*GOAL OF THE EXERCISE:* Pull out each row below that contains the word "white". Match case exactly.

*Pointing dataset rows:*
<<<<

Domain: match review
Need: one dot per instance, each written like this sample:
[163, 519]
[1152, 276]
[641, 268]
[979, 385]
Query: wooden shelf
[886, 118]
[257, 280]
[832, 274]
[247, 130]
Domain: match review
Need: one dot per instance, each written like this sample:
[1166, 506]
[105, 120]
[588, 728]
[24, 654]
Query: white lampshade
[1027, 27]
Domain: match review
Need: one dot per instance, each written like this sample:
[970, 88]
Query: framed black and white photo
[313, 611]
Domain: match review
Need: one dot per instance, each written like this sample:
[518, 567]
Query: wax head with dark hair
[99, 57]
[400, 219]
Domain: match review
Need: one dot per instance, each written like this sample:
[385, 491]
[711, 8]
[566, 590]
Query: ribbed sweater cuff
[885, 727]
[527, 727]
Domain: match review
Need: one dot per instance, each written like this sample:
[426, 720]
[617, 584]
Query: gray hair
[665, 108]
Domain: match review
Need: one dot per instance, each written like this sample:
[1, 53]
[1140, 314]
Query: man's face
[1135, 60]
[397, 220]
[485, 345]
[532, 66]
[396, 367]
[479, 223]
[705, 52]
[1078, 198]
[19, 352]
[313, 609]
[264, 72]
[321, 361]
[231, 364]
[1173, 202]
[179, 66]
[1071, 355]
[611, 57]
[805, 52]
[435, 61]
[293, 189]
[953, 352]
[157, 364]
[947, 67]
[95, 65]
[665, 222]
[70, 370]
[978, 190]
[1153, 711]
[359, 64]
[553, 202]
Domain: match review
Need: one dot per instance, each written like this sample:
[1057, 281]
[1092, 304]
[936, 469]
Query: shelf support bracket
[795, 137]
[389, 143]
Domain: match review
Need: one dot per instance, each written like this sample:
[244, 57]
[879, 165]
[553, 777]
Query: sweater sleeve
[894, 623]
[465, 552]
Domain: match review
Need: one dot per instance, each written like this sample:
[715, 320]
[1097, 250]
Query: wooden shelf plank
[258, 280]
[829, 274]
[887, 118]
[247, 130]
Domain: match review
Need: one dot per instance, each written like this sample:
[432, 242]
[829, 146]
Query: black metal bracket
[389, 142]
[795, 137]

>>>>

*THE SOLUTION:*
Query: white lampshade
Query: framed black and white photo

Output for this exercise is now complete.